__Work instructions__: Render every line of the material below as a JSON list of strings, one string per line, omitting blank lines and leaving the pictures out.

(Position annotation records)
■ ■ ■ ■ ■
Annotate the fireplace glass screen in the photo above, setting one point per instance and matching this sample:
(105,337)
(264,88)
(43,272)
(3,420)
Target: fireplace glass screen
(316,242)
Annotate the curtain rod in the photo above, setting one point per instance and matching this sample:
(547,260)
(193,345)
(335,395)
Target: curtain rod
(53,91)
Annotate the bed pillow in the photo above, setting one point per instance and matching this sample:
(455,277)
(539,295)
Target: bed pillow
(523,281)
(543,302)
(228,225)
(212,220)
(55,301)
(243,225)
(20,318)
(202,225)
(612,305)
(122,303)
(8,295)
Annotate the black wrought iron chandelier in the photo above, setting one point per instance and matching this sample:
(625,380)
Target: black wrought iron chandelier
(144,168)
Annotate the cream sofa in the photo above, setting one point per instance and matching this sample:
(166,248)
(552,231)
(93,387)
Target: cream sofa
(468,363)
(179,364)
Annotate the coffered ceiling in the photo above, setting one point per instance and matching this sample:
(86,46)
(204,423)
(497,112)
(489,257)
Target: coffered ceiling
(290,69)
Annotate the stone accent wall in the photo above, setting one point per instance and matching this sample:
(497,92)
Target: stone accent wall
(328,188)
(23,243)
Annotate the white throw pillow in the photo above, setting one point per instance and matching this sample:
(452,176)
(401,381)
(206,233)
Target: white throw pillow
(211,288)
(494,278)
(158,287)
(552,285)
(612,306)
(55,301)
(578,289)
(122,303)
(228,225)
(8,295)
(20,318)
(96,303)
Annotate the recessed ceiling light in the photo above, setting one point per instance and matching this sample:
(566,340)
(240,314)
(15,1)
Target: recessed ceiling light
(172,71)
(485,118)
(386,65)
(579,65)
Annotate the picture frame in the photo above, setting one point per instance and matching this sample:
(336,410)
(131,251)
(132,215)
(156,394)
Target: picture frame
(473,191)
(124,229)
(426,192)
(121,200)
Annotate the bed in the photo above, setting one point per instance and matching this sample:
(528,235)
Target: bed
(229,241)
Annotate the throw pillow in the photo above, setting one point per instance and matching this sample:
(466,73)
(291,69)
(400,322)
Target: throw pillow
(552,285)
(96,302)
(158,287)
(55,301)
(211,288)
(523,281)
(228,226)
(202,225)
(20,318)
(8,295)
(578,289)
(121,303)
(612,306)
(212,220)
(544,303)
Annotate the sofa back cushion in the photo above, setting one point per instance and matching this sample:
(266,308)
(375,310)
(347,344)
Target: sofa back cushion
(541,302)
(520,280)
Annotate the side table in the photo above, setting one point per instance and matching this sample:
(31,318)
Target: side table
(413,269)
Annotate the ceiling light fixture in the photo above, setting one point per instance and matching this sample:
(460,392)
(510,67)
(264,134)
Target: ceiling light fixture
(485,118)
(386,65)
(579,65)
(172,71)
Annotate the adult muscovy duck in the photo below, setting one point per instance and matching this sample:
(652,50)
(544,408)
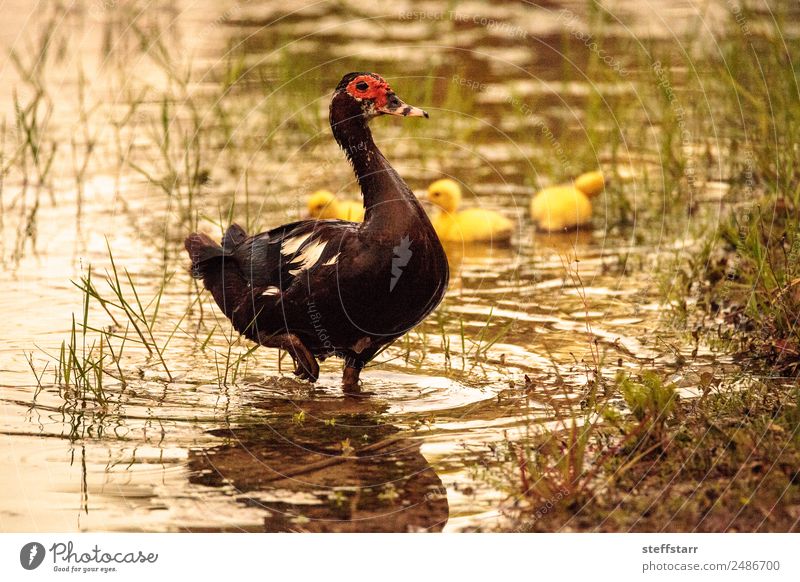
■ ■ ■ ■ ■
__Final answer__:
[
  "Annotate the fireplace glass screen in the photo above, setting one point per instance and matching this sample:",
  "(105,337)",
  "(264,88)",
  "(43,272)",
  "(3,420)",
  "Target: fireplace glass screen",
  "(316,242)",
  "Annotate the curtain rod in the photo above, setting one point per instance and matching this sample:",
  "(547,260)",
  "(193,345)",
  "(335,395)",
  "Target: curtain rod",
  "(53,91)",
  "Annotate the bed pillow in the photo above, setting one point per instance and matching this sample:",
  "(455,277)",
  "(539,295)",
  "Target: bed pillow",
  "(523,281)",
  "(543,302)",
  "(228,225)",
  "(212,220)",
  "(55,301)",
  "(243,225)",
  "(20,318)",
  "(202,225)",
  "(612,305)",
  "(122,303)",
  "(8,295)",
  "Annotate the black wrought iron chandelier in the photo above, setting one point per instance and matching this sample:",
  "(625,380)",
  "Target: black wrought iron chandelier",
  "(144,168)",
  "Annotate the cream sofa in the photo above, setting one point per instance and matching this sample:",
  "(166,248)",
  "(552,231)",
  "(93,387)",
  "Target: cream sofa",
  "(468,363)",
  "(179,364)",
  "Annotate the coffered ceiling in the photo above, setting one point per instance and matching this sample:",
  "(86,46)",
  "(204,423)",
  "(497,112)",
  "(489,257)",
  "Target: coffered ceiling",
  "(290,69)",
  "Annotate the stone accent wall in the photo above, setting one point per instance and matching this sample:",
  "(497,92)",
  "Target: stone accent wall",
  "(328,188)",
  "(23,243)",
  "Annotate the white throw pillow in the photo above, setting one point per instance and matching this sample:",
  "(452,176)",
  "(401,381)",
  "(206,233)",
  "Target: white throw pillow",
  "(211,288)",
  "(494,278)",
  "(158,287)",
  "(552,285)",
  "(612,306)",
  "(55,301)",
  "(578,289)",
  "(122,303)",
  "(228,225)",
  "(8,295)",
  "(20,318)",
  "(96,303)",
  "Annotate the recessed ceiling light in the photo above, setting one point per instance and matching this sample:",
  "(566,340)",
  "(240,314)",
  "(15,1)",
  "Target: recessed ceiling light",
  "(172,71)",
  "(485,118)",
  "(386,65)",
  "(579,65)",
  "Annotate the picture frame in the photo above, setting one point per instance and matching this sample:",
  "(336,410)",
  "(131,251)",
  "(132,215)",
  "(156,394)",
  "Target: picture frame",
  "(473,191)",
  "(124,229)",
  "(426,192)",
  "(121,200)",
  "Annotate the bed in the photo above, setting one point per instance and matching this sample:",
  "(528,235)",
  "Target: bed",
  "(229,241)",
  "Annotate the throw pillow in the photo above, setting one point per instance and matching this sample:",
  "(466,73)",
  "(291,69)",
  "(400,322)",
  "Target: throw pillow",
  "(552,285)",
  "(96,302)",
  "(158,287)",
  "(55,301)",
  "(211,288)",
  "(523,281)",
  "(228,226)",
  "(202,225)",
  "(20,318)",
  "(8,295)",
  "(578,289)",
  "(121,303)",
  "(612,306)",
  "(212,220)",
  "(544,303)",
  "Annotate the sofa back cushion in the photo above, setting one point per instance and matching this sample:",
  "(266,308)",
  "(375,310)",
  "(347,344)",
  "Target: sofa back cushion",
  "(541,302)",
  "(520,280)",
  "Annotate the side table in the photo above, setting one point per instance and matching this sample:",
  "(31,318)",
  "Target: side table",
  "(413,269)",
  "Annotate the ceiling light fixture in the photo above, setting one point per instance and matching this sample:",
  "(460,392)",
  "(510,67)",
  "(264,134)",
  "Target: ceiling light fixture",
  "(485,118)",
  "(386,65)",
  "(579,65)",
  "(172,71)",
  "Annotate the adult muscovy duck in the photo below, setting one point per instance and matching this sample:",
  "(652,50)",
  "(544,408)"
]